*GIVEN ENTRIES*:
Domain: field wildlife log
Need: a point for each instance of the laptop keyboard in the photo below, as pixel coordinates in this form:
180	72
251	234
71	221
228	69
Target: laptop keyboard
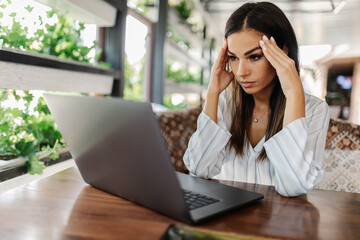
195	200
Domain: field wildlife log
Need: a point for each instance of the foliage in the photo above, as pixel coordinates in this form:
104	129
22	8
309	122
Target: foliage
60	39
182	74
184	8
24	134
133	81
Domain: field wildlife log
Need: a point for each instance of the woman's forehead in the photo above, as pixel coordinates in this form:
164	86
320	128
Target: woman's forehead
242	41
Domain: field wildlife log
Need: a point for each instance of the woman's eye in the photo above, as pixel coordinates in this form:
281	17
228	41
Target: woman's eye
232	58
255	57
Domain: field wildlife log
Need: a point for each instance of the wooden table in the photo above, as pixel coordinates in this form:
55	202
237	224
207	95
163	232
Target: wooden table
62	206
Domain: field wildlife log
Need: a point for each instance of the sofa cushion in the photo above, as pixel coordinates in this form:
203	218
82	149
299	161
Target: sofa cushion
341	171
343	135
177	126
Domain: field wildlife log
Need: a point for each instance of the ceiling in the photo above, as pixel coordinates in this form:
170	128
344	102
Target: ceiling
314	22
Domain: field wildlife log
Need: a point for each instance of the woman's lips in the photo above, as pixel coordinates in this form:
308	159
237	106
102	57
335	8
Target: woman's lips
247	84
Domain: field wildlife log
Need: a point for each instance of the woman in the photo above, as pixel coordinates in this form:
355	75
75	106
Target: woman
257	124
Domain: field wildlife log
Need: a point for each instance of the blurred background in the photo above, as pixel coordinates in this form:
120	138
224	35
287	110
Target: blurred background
159	51
169	46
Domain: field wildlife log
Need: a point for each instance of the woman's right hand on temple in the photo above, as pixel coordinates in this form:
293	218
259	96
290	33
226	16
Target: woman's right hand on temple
220	78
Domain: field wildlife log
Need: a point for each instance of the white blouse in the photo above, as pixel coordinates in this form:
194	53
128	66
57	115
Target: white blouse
295	154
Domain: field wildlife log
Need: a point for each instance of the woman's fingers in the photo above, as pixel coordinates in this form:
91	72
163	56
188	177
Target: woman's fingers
276	56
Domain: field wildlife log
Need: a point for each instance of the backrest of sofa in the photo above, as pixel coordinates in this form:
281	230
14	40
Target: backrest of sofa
341	162
341	157
177	126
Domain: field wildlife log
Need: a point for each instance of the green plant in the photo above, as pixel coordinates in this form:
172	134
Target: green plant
61	38
28	134
24	134
181	74
184	8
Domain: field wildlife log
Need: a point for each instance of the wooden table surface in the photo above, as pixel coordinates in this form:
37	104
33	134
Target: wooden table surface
63	206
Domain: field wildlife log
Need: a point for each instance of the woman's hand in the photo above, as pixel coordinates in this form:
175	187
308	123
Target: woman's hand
220	78
289	79
285	67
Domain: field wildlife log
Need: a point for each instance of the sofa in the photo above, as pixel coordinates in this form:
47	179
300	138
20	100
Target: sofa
341	155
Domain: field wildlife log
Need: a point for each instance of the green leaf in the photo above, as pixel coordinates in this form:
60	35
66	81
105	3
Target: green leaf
26	148
4	127
35	166
50	14
29	8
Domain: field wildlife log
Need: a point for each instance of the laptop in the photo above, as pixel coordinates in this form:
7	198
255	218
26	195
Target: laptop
118	147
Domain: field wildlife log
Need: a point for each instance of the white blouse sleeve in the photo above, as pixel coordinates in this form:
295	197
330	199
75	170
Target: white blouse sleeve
296	152
206	153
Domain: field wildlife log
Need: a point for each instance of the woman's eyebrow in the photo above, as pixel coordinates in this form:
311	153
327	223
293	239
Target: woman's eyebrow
247	52
251	50
231	52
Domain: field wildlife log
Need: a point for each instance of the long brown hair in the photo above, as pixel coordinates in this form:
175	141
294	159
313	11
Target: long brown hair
268	19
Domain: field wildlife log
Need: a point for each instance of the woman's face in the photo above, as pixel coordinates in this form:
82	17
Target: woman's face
250	67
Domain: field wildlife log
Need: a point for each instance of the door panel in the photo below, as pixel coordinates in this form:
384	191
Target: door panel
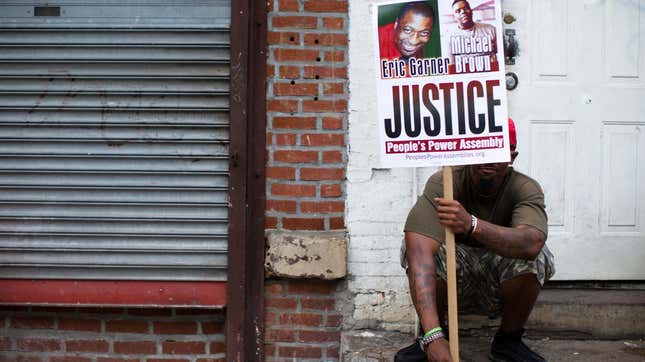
580	112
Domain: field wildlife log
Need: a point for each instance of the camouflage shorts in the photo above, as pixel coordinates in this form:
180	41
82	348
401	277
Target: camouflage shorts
480	272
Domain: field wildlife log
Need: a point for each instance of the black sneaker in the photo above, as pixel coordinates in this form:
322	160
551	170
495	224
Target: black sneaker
508	347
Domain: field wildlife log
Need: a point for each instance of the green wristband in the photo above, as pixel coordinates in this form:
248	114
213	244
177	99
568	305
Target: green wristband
433	330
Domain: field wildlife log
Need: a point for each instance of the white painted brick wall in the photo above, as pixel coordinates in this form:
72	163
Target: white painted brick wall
377	199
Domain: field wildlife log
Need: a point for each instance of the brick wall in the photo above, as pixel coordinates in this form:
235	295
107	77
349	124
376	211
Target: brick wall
35	334
306	161
307	114
301	321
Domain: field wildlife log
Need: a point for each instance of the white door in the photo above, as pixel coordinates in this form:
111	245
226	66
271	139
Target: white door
580	112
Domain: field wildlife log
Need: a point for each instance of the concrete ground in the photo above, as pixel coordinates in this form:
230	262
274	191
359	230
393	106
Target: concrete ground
370	346
590	325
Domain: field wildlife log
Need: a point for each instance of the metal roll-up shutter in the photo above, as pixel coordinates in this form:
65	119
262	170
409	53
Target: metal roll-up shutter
114	135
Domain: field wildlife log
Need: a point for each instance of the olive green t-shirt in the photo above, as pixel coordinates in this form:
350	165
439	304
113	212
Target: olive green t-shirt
520	200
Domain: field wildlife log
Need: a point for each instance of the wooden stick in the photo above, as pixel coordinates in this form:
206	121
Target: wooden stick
451	266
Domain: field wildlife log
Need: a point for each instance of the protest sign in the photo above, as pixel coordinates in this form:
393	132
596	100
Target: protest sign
441	95
440	84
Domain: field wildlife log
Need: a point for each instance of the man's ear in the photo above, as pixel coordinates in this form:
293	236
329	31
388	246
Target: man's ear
513	156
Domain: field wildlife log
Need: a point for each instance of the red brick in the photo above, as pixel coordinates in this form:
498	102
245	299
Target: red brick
322	206
13	308
69	359
332	157
38	309
190	347
296	89
333	352
270	349
270	71
32	322
270	222
280	303
281	205
300	352
274	288
336	105
212	327
135	347
318	304
330	190
282	105
285	139
38	344
336	223
319	174
270	318
319	336
334	56
289	5
144	312
73	324
294	122
296	55
289	71
300	22
333	23
310	287
217	347
87	346
283	37
303	224
21	358
5	344
328	6
280	335
127	326
293	190
332	123
334	320
294	156
103	310
175	327
333	88
326	39
283	173
325	72
303	319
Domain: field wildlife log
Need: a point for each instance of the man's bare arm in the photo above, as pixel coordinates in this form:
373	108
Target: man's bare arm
420	251
523	241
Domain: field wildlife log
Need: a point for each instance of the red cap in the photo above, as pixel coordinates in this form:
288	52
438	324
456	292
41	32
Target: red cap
512	135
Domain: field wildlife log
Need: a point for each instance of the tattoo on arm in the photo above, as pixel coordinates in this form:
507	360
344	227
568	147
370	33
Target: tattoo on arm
423	291
523	242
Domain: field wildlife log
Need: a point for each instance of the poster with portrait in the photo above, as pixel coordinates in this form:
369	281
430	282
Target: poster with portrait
440	84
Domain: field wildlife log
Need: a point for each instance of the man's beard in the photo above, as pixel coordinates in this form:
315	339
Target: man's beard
486	186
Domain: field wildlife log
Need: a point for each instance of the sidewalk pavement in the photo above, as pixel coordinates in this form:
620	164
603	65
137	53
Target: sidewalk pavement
372	346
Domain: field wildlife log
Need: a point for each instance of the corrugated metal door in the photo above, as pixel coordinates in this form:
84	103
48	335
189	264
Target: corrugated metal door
114	136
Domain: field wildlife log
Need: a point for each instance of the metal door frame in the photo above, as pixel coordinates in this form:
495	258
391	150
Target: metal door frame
245	284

*DIRECTIONS FOR THIS TASK*: Show each line in the records above that contains the word "cushion".

*RESPONSE FOR THIS EXERCISE*:
Need: a point for each instance of the sofa cushion in the photo above, as pixel coordinates in this form:
Target: sofa cushion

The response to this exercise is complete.